● **What to work on**: Render every one of the following records as a numbered list, leaving out any blank lines.

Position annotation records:
- - -

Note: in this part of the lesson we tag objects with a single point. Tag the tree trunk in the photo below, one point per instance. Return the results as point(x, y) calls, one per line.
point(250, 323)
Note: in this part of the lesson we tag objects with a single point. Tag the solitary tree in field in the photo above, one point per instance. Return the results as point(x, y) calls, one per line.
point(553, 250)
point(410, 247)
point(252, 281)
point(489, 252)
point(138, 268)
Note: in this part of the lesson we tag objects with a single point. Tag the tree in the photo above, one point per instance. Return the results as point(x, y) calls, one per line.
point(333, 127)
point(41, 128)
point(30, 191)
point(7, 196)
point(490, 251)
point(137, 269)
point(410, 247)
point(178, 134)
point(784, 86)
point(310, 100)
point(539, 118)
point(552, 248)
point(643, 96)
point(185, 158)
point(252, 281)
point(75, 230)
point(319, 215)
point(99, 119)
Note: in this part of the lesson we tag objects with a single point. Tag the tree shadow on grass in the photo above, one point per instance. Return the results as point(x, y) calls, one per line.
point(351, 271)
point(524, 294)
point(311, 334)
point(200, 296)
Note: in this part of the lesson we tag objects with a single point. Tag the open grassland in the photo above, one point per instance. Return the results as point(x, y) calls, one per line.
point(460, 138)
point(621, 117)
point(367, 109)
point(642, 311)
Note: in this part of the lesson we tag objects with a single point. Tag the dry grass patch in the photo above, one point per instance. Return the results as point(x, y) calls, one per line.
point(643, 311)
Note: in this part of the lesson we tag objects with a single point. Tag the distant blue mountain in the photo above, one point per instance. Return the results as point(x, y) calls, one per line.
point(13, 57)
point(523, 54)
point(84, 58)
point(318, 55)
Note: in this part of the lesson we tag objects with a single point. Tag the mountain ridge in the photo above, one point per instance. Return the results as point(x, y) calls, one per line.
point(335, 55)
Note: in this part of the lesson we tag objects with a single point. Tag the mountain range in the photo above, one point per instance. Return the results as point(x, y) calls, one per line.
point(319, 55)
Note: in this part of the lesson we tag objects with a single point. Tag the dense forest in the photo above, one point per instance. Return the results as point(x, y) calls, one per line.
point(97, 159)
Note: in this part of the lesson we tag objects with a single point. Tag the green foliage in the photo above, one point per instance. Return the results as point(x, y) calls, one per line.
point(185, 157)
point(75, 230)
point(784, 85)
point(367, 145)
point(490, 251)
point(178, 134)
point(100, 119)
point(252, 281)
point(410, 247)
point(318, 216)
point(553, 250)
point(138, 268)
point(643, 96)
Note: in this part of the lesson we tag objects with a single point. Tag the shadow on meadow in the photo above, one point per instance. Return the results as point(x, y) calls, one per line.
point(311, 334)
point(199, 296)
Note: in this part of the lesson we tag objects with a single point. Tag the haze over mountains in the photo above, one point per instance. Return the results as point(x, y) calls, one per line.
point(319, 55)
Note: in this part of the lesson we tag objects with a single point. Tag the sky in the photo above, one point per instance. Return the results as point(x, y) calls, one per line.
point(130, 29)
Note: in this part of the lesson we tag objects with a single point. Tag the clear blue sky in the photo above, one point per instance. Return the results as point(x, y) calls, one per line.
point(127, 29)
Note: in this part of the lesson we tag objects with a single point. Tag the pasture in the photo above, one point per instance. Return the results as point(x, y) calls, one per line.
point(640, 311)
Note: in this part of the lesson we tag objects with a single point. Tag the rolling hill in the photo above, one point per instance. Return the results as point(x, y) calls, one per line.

- - -

● **Output for this task**:
1. Note: in this part of the lesson we tag objects with a single point. Tag the tree trunk in the photo below, one point per instance. Return the results as point(x, y) calls, one per line.
2. point(250, 323)
3. Note: in this part of the lesson we tag objects with a single point. Tag the solitary tree in field in the photo above, one point per instance. Return the results as point(x, y) calls, one per line.
4. point(553, 250)
5. point(410, 247)
6. point(252, 281)
7. point(489, 252)
8. point(138, 268)
9. Note: in this part of the lesson we tag objects with a single point. Tag the tree in the photo above, one point per instance. Return the results as point(x, y) calls, one per line.
10. point(333, 127)
11. point(41, 128)
12. point(30, 191)
13. point(7, 196)
14. point(490, 251)
15. point(137, 269)
16. point(410, 247)
17. point(178, 134)
18. point(784, 86)
19. point(310, 100)
20. point(539, 118)
21. point(552, 248)
22. point(643, 96)
23. point(185, 158)
24. point(252, 281)
25. point(75, 230)
26. point(319, 215)
27. point(99, 119)
28. Note: in this part of the lesson we tag objects with a single point. Tag the tree shadow on grass in the photo above, one point per instance. Return the results as point(x, y) calls, one per line.
29. point(351, 271)
30. point(524, 294)
31. point(311, 334)
32. point(200, 296)
33. Note: in this part of the lesson we tag objects with a single point. Tag the open grassland in the photo above, one point per instance. Return the results as point(x, y) calls, one per line.
34. point(460, 138)
35. point(621, 117)
36. point(367, 109)
37. point(642, 311)
38. Note: in this part of the lesson we tag objects with a single point. Tag the dry grass patch in the photo above, one point per instance. Return the results as point(x, y) calls, one per line.
39. point(643, 311)
40. Note: in this part of the lesson we tag objects with a single point. Tag the distant blue mountain in the photo above, one point per instance. Return the results as point(x, y) calls, one per line.
41. point(13, 57)
42. point(523, 54)
43. point(84, 58)
44. point(318, 55)
45. Note: in this part of the lesson we tag objects with a single point. Tag the mountain ridge in the photo above, one point per instance. Return the results as point(x, y) calls, one per line.
46. point(335, 55)
47. Note: in this part of the lesson we tag objects with a single point. Tag the mountain range in the photo above, one point per instance. Return the results as point(x, y) calls, one per line.
48. point(319, 55)
49. Note: in this part of the lesson we tag objects with a single point. Tag the dense forest in the photo above, one point per instance. Return the results as point(x, y) calls, one per line.
50. point(97, 159)
51. Note: in this part of the lesson we tag objects with a single point. Tag the green foliage in the photo above, one point per instance. Return the results as point(x, y) calls, one per line.
52. point(185, 157)
53. point(75, 230)
54. point(784, 85)
55. point(367, 145)
56. point(490, 251)
57. point(178, 134)
58. point(100, 119)
59. point(252, 281)
60. point(410, 247)
61. point(318, 216)
62. point(553, 250)
63. point(138, 268)
64. point(643, 96)
65. Note: in this part of the lesson we tag objects with a single point. Tag the shadow on meadow in the photo above, one point per instance. Return the results as point(x, y) calls, one per line.
66. point(311, 334)
67. point(199, 296)
68. Note: in this part of the lesson we tag objects with a single point. Tag the haze over mountains in the photo above, one point per instance. Return the results as point(x, y) calls, one per line.
69. point(319, 55)
70. Note: in this part of the lesson we tag objects with a single point. Tag the sky in the photo above, one point per instance. Return the results as point(x, y) calls, one per line.
71. point(130, 29)
72. Note: in this part of the lesson we tag objects with a single point. Tag the clear blue sky in the photo above, one point per instance. Return the results as point(x, y) calls, one per line.
73. point(127, 29)
74. Note: in this part of the lesson we tag objects with a single point. Tag the pasture in the photo above, one point per instance. Return the results as point(x, y) calls, one per line.
75. point(640, 311)
76. Note: in this part of the lesson we tag objects with a single point. Tag the rolling hill in the photo above, one point per instance. Return the results as point(x, y) calls, one per line.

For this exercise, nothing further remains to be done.